◆ Documento de origem
=-=-=-=-=

O ano só começa depois do carnaval, diz a máxima popular. Atire a primeira pedra quem nunca pensou assim. Mas quero falar menos do carnaval e mais sobre nossos comportamentos de adiar decisões ou ações importantes. Falarei sobre o hábito de procrastinar. Vem comigo…
Em geral, a procrastinação tem uma avaliação negativa das pessoas. É algo que não desejamos, mas sucumbimos a ela. Como consequência, sentimos culpa pela sua existência dentro de nós. Por isso, mais importante que julgar a procrastinação é compreender seu sentido, seu significado, ou seja, o que ela está tentando nos comunicar.
No dicionário, procrastinar significa “transferir para outro dia ou deixar para depois; adiar, delongar, postergar”. Na atual sociedade do desempenho e da produtividade, conjugar este verbo pega mal. Eu procrastino, tu procrastinas, ele procrastina… A questão é: este “adiamento” entra em cena, em resposta a quê?

=-=-=-=-=

◆ Requisito 1
Qual é o significado de procrastinar no dicionário, segundo o texto sobre procrastinação?
◆ Requisito 2
No texto sobre procrastinação, quais verbos vêm depois do ponto e vírgula na definição de dicionário? Liste todos.

◆ Bloco de dados

=-=-=-=-=

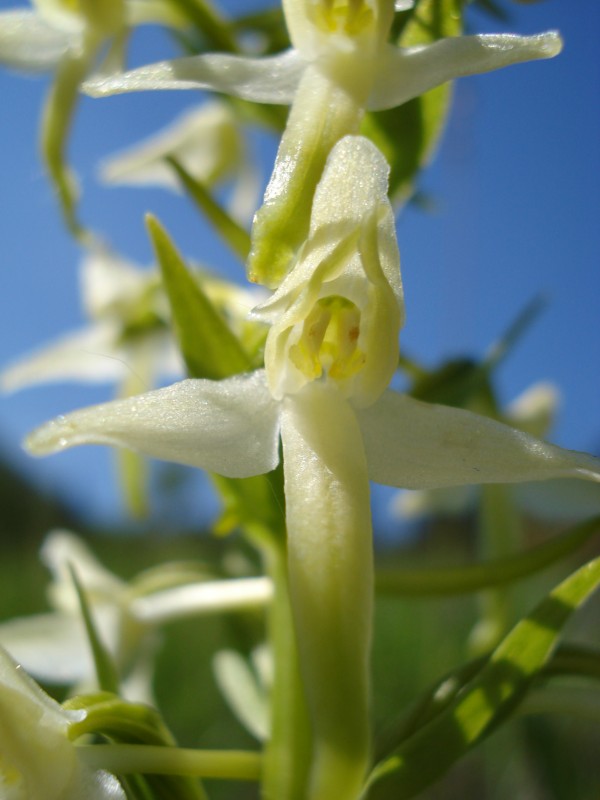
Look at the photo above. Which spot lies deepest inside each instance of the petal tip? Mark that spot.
(551, 44)
(47, 439)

=-=-=-=-=

◆ Resposta final 1
Transferir para outro dia ou deixar para depois; adiar, delongar, postergar.

◆ Resposta final 2
adiar, delongar, postergar